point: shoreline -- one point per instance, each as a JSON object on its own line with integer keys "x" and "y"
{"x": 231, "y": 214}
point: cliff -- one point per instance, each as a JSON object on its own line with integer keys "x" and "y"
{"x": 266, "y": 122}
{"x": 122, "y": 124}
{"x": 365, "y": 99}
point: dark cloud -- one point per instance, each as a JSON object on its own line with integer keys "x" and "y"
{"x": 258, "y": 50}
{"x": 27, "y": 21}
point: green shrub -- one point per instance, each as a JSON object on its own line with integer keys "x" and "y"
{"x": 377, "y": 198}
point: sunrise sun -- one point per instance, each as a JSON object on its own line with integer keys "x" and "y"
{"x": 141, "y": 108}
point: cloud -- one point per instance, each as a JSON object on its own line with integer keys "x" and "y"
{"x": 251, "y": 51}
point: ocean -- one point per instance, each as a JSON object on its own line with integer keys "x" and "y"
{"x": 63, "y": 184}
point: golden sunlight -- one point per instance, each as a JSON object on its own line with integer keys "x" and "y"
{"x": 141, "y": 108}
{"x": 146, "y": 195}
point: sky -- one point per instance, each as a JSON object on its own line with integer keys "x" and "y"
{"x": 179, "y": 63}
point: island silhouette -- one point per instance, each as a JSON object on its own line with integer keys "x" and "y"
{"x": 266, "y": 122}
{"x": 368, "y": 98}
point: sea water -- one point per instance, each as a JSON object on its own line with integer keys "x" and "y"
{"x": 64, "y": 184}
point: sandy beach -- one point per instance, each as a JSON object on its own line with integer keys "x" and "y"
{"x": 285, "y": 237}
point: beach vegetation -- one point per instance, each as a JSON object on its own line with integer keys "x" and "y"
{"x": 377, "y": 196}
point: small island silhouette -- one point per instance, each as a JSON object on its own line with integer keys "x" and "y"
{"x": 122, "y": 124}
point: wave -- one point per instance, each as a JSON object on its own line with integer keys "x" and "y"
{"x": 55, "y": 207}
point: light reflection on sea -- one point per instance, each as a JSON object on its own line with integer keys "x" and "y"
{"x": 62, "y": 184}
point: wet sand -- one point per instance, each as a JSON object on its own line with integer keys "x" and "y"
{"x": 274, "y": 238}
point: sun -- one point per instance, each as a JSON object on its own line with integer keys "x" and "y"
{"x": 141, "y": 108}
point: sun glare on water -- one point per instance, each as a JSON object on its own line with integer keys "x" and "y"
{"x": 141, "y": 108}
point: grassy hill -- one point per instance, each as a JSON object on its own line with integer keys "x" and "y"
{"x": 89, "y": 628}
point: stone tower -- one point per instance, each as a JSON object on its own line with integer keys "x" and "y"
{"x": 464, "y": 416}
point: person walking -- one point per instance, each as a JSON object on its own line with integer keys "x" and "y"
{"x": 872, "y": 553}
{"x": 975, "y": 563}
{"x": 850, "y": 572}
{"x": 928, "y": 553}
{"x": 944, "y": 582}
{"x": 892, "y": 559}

- _What this task involves_:
Please set down each of the entries above exactly as given.

- _Your solution_:
point: shoreline -- one point per instance, each as a JSON object on its own line with integer keys "x" and "y"
{"x": 231, "y": 214}
point: cliff -- one point per instance, each as a JSON object on its own line with integer keys "x" and "y"
{"x": 266, "y": 122}
{"x": 122, "y": 124}
{"x": 365, "y": 99}
point: dark cloud -- one point per instance, each as a JSON object on its own line with integer keys "x" and "y"
{"x": 258, "y": 50}
{"x": 27, "y": 21}
point: green shrub -- one point per instance, each as a JSON object on its own line with integer keys "x" and "y"
{"x": 377, "y": 198}
point: sunrise sun -- one point per instance, each as a JSON object on its own line with integer keys "x" and "y"
{"x": 141, "y": 108}
point: cloud -- one point per instance, each as a JSON object on its own line with integer keys "x" and "y"
{"x": 251, "y": 51}
point: ocean -- one point per instance, each as a JSON object on its own line with integer keys "x" and "y"
{"x": 63, "y": 184}
point: golden sunlight -- one point per instance, each as a JSON object on its own line with integer keys "x" and "y"
{"x": 141, "y": 108}
{"x": 146, "y": 195}
point: sky -- one point per instance, each as a JSON object on its own line with integer keys "x" and "y"
{"x": 179, "y": 63}
point: island silhouette -- one point per instance, each as a JSON object on its own line with integer keys "x" and "y"
{"x": 266, "y": 122}
{"x": 368, "y": 98}
point: sea water -- one point per instance, each as a JSON object on its own line with integer keys "x" and "y"
{"x": 64, "y": 184}
point: sandy beach -- one point per instance, each as a JSON object on its own line with integer keys "x" and "y"
{"x": 285, "y": 237}
point: beach vegetation -- one point per instance, each as a JSON object on its own line with integer keys "x" and "y"
{"x": 377, "y": 196}
point: small island silhouette -- one point per instance, each as a JSON object on its own line with integer keys "x" and "y"
{"x": 122, "y": 124}
point: wave -- one point per instance, each as a JSON object on its own line with integer keys "x" and "y"
{"x": 55, "y": 207}
point: light reflection on sea -- one point per instance, each as a JSON object on its own line with integer keys "x" and "y"
{"x": 62, "y": 184}
point: wet sand -- one point per instance, each as a JSON object on its own line with integer keys "x" and "y"
{"x": 274, "y": 238}
point: sun -- one point per instance, each as a JSON object on its own line with integer keys "x" and "y"
{"x": 141, "y": 108}
point: sun glare on water -- one point per instance, each as a JSON object on its own line with integer keys "x" and "y"
{"x": 141, "y": 108}
point: grassy hill -- one point per instance, each as a JSON object on its own line with integer keys "x" and "y"
{"x": 89, "y": 628}
point: stone tower -- one point per instance, each as a JSON object on its own line with integer keys "x" and "y"
{"x": 464, "y": 416}
point: person walking -- one point per instance, each as a JSON object on its own line with integer keys "x" and "y"
{"x": 872, "y": 553}
{"x": 975, "y": 563}
{"x": 850, "y": 572}
{"x": 928, "y": 553}
{"x": 944, "y": 582}
{"x": 892, "y": 559}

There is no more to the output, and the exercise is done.